Top of DATA IN THIS EXERCISE

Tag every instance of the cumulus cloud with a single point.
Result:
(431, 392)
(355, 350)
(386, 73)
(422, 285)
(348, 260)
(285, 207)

Bottom of DATA IN THIS EXERCISE

> _YOUR GOAL_:
The full listing above needs to be output exactly.

> _ANSWER TO THIS TASK_:
Tag every instance of the cumulus cloud with a single point.
Result:
(431, 392)
(355, 350)
(386, 73)
(422, 285)
(348, 260)
(285, 207)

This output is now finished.